**GIVEN RECORDS**
·····

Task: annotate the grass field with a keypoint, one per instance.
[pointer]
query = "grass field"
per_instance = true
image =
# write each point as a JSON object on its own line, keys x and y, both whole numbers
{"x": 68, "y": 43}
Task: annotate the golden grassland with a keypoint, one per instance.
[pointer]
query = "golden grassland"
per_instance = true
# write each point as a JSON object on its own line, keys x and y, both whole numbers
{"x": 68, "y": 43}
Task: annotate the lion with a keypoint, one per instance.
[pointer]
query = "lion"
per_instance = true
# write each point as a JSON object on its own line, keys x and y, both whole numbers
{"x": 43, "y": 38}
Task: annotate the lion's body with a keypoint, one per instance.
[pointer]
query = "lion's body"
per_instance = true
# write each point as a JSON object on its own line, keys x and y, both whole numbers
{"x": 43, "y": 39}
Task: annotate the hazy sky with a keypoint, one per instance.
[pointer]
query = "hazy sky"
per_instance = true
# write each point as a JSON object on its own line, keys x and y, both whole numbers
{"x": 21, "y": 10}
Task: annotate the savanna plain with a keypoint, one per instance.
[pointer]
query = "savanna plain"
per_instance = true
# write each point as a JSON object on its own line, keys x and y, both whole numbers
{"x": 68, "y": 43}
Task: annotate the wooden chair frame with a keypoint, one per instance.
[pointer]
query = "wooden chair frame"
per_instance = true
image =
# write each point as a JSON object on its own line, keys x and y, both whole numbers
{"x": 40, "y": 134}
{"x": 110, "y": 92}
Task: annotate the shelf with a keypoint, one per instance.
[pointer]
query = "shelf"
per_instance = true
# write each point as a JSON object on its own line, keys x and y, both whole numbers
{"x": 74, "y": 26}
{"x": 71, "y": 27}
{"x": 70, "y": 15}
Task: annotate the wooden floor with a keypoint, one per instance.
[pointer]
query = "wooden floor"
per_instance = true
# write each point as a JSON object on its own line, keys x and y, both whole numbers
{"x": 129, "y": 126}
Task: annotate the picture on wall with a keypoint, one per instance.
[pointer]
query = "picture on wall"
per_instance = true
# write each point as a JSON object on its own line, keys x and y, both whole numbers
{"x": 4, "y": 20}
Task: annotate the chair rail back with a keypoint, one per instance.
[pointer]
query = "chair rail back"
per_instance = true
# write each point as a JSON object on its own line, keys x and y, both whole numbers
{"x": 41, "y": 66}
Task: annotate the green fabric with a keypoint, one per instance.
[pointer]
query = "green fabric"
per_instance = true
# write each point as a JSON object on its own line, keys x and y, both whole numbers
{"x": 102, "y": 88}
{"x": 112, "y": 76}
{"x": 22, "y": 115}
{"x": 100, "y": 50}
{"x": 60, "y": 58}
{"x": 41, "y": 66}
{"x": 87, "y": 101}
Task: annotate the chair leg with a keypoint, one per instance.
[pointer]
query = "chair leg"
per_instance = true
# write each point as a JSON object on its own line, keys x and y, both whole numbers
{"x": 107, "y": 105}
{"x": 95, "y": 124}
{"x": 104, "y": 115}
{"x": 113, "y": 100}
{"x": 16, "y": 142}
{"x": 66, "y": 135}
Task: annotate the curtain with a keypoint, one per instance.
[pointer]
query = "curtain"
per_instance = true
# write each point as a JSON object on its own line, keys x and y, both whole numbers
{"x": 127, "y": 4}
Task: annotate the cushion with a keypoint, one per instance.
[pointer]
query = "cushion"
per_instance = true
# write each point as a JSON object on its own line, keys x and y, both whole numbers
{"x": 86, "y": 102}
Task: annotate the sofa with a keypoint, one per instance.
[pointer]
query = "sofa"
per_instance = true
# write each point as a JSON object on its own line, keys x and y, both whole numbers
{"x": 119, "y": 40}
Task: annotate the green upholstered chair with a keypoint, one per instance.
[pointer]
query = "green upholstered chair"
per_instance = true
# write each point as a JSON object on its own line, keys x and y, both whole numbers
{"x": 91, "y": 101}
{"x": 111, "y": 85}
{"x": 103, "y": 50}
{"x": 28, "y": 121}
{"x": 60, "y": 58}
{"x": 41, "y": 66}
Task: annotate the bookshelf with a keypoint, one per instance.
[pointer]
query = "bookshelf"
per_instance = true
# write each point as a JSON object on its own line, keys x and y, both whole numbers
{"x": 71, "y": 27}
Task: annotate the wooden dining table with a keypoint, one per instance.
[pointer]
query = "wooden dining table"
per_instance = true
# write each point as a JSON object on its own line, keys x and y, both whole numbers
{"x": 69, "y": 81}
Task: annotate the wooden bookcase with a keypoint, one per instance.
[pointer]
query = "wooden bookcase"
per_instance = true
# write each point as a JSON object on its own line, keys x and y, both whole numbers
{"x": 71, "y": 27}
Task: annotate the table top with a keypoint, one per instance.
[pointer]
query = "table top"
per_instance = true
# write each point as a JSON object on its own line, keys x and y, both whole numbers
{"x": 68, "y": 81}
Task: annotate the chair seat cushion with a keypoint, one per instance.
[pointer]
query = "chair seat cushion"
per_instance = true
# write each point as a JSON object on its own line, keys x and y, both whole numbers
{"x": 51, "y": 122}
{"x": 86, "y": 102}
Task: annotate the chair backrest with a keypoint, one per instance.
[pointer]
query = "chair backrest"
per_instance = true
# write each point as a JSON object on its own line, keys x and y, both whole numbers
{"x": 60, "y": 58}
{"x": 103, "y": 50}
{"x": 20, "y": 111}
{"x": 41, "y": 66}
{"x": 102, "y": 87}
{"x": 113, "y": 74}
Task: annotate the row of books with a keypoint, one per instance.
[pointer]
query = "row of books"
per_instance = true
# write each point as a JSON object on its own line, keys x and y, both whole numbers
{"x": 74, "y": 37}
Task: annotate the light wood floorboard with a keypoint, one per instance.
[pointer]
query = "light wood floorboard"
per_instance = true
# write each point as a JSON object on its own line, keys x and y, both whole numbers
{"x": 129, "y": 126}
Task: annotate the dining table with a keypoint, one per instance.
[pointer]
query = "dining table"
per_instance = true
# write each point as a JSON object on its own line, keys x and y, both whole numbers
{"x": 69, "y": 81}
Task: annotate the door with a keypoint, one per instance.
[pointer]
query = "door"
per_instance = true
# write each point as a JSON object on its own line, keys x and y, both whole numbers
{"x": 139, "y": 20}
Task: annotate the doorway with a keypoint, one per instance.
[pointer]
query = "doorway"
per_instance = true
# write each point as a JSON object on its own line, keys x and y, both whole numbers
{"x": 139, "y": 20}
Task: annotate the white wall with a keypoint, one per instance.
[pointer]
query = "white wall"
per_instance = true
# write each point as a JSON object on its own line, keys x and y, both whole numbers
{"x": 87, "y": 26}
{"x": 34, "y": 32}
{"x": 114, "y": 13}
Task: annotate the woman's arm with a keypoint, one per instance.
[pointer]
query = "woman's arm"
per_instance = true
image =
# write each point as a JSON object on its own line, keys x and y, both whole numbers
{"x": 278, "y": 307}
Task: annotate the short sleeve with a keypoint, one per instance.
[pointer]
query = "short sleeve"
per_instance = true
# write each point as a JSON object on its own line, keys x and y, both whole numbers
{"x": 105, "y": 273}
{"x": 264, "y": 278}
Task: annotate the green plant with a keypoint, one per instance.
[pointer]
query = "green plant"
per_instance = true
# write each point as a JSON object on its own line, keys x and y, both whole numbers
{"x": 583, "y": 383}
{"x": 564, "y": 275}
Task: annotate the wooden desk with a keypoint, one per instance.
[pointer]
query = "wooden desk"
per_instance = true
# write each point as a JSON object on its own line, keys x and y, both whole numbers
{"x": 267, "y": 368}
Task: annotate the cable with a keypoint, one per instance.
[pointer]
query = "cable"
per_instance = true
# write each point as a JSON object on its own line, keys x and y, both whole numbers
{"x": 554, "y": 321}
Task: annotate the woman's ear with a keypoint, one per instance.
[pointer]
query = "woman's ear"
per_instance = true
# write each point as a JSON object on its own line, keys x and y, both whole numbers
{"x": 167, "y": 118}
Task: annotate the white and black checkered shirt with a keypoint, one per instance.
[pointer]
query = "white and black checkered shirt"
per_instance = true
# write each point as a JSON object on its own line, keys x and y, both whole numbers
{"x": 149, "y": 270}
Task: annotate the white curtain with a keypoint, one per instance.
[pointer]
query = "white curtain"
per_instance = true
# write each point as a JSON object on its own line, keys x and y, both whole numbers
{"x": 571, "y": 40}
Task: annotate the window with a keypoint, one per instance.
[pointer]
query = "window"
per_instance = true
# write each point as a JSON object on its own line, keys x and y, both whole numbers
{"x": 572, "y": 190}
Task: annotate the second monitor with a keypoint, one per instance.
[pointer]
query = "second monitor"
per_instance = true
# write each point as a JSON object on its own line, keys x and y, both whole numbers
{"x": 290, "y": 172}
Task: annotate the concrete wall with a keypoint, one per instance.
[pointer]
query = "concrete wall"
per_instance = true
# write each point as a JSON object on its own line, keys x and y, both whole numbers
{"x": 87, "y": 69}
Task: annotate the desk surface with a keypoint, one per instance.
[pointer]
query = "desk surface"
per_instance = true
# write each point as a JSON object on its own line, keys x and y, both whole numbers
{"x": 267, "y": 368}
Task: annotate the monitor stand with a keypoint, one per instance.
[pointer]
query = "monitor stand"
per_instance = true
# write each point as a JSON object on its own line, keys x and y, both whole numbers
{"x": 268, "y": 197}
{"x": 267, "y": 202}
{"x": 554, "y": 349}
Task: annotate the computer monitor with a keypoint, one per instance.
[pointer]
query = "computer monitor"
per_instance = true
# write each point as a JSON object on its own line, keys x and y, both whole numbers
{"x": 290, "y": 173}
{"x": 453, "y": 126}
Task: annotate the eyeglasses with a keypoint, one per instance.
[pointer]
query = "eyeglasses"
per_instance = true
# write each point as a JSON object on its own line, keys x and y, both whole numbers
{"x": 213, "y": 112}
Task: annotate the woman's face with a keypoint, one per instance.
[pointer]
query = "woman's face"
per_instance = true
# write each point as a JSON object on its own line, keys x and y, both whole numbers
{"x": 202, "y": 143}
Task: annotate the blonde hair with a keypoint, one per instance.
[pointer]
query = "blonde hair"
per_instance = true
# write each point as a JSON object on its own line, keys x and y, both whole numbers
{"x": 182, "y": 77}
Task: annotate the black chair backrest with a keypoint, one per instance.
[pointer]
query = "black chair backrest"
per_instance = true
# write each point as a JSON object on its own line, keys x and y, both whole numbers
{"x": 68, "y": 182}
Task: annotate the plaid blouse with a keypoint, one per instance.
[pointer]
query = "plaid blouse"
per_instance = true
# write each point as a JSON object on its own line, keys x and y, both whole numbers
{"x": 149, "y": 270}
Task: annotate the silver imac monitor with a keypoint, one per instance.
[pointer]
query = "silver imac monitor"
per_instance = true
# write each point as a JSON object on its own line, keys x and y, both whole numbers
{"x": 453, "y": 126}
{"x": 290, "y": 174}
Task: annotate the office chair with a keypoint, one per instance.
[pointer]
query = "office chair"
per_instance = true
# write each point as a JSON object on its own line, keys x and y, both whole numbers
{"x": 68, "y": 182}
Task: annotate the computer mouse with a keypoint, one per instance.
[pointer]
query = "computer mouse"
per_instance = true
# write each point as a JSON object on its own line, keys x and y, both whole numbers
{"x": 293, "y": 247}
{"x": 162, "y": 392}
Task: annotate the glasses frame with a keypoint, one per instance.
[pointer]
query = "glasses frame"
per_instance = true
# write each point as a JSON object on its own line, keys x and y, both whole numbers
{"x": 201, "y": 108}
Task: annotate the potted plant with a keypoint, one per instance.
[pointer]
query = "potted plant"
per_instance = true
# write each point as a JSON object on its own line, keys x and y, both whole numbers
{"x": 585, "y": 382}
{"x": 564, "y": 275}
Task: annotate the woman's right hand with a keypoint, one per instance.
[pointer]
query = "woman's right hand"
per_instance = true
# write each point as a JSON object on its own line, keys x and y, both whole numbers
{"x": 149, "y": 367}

·····

**HOW TO COMPLETE THIS TASK**
Say how many lines above include "floorboard". The number alone is the answer.

**OUTPUT FOR THIS TASK**
2